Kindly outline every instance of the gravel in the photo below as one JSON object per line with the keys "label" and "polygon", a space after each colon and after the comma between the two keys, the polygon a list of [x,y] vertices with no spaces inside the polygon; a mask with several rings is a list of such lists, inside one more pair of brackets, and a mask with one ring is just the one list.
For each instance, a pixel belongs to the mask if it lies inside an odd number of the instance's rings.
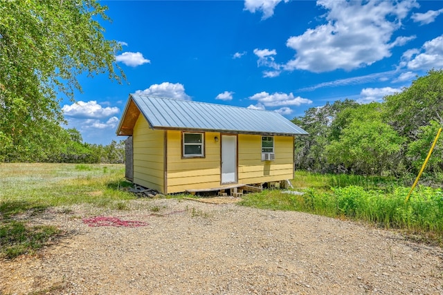
{"label": "gravel", "polygon": [[[0,261],[0,294],[443,294],[441,248],[354,222],[235,204],[136,200],[30,217],[66,235]],[[89,227],[97,215],[144,227]]]}

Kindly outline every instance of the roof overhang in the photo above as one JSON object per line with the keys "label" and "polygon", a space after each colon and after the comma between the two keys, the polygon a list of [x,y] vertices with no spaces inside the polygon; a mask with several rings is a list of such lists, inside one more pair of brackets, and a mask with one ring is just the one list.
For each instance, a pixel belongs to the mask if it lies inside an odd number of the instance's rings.
{"label": "roof overhang", "polygon": [[134,126],[140,115],[140,110],[134,99],[129,96],[126,104],[122,118],[117,127],[117,135],[132,135]]}

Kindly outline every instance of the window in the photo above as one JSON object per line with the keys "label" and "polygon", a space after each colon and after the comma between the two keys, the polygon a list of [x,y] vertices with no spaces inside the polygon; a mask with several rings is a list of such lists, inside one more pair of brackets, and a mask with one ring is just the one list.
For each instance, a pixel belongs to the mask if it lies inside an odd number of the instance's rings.
{"label": "window", "polygon": [[262,136],[262,153],[274,152],[273,136]]}
{"label": "window", "polygon": [[204,133],[183,133],[183,156],[204,157]]}

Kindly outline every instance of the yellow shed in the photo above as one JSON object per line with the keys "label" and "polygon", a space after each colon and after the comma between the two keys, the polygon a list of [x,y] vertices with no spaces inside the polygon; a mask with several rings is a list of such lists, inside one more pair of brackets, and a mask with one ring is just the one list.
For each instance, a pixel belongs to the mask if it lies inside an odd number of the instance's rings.
{"label": "yellow shed", "polygon": [[307,134],[275,112],[138,94],[117,129],[132,140],[127,178],[165,194],[292,179]]}

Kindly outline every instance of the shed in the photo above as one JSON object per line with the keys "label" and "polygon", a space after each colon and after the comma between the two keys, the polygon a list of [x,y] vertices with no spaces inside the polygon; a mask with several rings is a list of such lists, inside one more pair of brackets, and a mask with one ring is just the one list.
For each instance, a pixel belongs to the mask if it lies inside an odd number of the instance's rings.
{"label": "shed", "polygon": [[131,180],[162,193],[292,179],[295,136],[307,135],[275,112],[140,94],[116,133],[132,137]]}

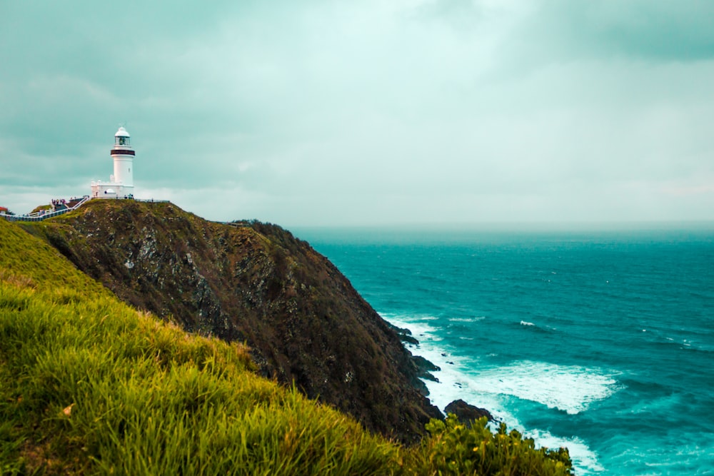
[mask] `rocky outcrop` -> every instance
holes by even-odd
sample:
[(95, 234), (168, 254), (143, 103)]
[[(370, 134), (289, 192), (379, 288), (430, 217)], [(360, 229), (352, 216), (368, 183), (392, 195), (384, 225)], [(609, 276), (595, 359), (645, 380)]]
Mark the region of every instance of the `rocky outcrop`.
[(99, 200), (24, 226), (123, 300), (246, 343), (263, 375), (368, 428), (409, 442), (441, 416), (417, 388), (424, 363), (332, 263), (280, 227)]
[(455, 400), (446, 405), (444, 408), (447, 413), (453, 413), (467, 427), (471, 427), (471, 422), (479, 420), (483, 417), (488, 419), (488, 421), (494, 421), (493, 417), (488, 410), (475, 407), (473, 405), (466, 403), (463, 400)]

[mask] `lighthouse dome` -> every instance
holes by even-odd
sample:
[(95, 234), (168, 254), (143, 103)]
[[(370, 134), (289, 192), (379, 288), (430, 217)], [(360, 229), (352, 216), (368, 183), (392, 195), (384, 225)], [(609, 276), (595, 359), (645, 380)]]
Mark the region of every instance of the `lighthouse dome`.
[(119, 130), (114, 134), (114, 137), (129, 137), (129, 133), (126, 132), (126, 129), (124, 128), (120, 127)]

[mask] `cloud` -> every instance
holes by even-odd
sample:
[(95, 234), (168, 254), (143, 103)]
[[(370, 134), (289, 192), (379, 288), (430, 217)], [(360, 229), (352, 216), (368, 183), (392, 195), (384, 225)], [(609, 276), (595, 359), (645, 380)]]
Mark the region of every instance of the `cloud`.
[(713, 219), (713, 9), (5, 3), (2, 200), (86, 193), (126, 122), (137, 195), (216, 219)]

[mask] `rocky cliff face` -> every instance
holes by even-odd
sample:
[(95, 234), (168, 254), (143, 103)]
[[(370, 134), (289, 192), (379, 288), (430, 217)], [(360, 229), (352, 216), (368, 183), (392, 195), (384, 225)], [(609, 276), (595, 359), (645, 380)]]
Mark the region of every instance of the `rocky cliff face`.
[(187, 330), (248, 343), (260, 371), (413, 441), (441, 414), (399, 338), (308, 243), (171, 203), (93, 201), (25, 228), (122, 300)]

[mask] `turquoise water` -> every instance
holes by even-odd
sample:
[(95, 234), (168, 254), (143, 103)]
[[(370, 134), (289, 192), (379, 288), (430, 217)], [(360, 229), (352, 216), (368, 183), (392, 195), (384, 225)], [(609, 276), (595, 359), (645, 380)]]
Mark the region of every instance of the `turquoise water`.
[(463, 398), (577, 474), (714, 474), (714, 232), (305, 230)]

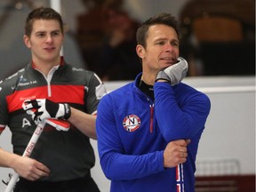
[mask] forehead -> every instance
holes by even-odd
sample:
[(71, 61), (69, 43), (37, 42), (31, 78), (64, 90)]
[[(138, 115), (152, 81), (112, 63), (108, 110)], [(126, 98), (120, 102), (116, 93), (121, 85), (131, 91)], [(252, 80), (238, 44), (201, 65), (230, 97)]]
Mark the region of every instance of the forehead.
[(35, 20), (32, 32), (60, 30), (60, 25), (56, 20)]
[(154, 40), (158, 38), (172, 38), (178, 40), (175, 29), (164, 24), (152, 25), (148, 28), (148, 38)]

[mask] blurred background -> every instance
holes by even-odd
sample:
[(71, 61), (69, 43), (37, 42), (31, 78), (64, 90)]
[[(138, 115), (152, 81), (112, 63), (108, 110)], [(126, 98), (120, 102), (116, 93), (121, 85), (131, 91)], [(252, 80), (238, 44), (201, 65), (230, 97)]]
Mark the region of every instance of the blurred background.
[[(196, 191), (255, 191), (255, 1), (253, 0), (1, 0), (0, 79), (30, 60), (23, 44), (28, 12), (57, 6), (65, 22), (67, 62), (95, 71), (111, 92), (140, 72), (135, 32), (165, 12), (180, 21), (184, 82), (205, 92), (212, 109), (197, 155)], [(6, 129), (0, 146), (12, 150)], [(97, 154), (97, 142), (92, 140)], [(109, 180), (98, 156), (92, 176), (101, 191)], [(0, 179), (9, 169), (0, 168)], [(0, 183), (0, 191), (4, 185)]]

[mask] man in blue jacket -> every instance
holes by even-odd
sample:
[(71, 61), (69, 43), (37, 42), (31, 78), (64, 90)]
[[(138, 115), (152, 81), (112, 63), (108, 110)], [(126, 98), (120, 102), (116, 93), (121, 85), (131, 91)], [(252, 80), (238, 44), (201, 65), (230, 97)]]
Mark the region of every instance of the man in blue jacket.
[(168, 13), (145, 21), (136, 47), (142, 73), (100, 101), (98, 148), (112, 192), (195, 191), (196, 156), (211, 103), (180, 83), (188, 63), (179, 57), (178, 26)]

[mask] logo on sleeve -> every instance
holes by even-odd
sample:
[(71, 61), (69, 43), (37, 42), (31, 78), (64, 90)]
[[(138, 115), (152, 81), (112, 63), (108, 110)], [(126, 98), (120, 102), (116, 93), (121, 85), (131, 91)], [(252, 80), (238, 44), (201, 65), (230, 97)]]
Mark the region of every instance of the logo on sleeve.
[(140, 126), (140, 119), (135, 115), (130, 115), (123, 120), (123, 126), (127, 132), (134, 132)]

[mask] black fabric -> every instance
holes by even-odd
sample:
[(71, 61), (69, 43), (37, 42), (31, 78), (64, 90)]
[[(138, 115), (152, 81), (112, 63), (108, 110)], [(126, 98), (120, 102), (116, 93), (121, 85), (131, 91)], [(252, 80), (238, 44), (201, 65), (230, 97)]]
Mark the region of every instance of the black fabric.
[(91, 174), (72, 180), (29, 181), (20, 178), (13, 192), (100, 192)]

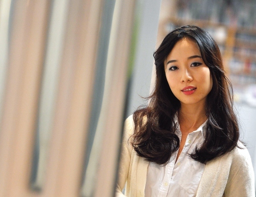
┄┄┄┄┄┄
## Written instruction
Please rewrite the records from the line with "[mask] blurred background -> every instance" to the line with "191), (4, 185)]]", changing "blurred background" to "out-of-focus background" and leaving everything else as it is. Return only those lines.

## Response for this exercise
[mask] out-of-focus background -> every instance
holes by even-odd
sample:
[(71, 61), (69, 43), (37, 42), (31, 78), (64, 90)]
[[(138, 115), (152, 81), (112, 63), (108, 110)], [(126, 98), (120, 102), (116, 93), (121, 85), (131, 91)], [(252, 80), (238, 44), (201, 65), (230, 97)]]
Mark the region of every instance of the out-of-focus background.
[[(196, 191), (255, 191), (255, 1), (253, 0), (1, 0), (0, 79), (30, 60), (23, 44), (28, 12), (57, 6), (65, 22), (67, 62), (95, 71), (111, 92), (140, 72), (135, 32), (165, 12), (180, 21), (184, 82), (205, 92), (212, 109), (197, 155)], [(6, 129), (0, 146), (12, 150)], [(97, 154), (97, 142), (92, 140)], [(109, 180), (98, 156), (92, 176), (101, 191)], [(0, 179), (9, 169), (0, 168)], [(0, 183), (0, 191), (4, 185)]]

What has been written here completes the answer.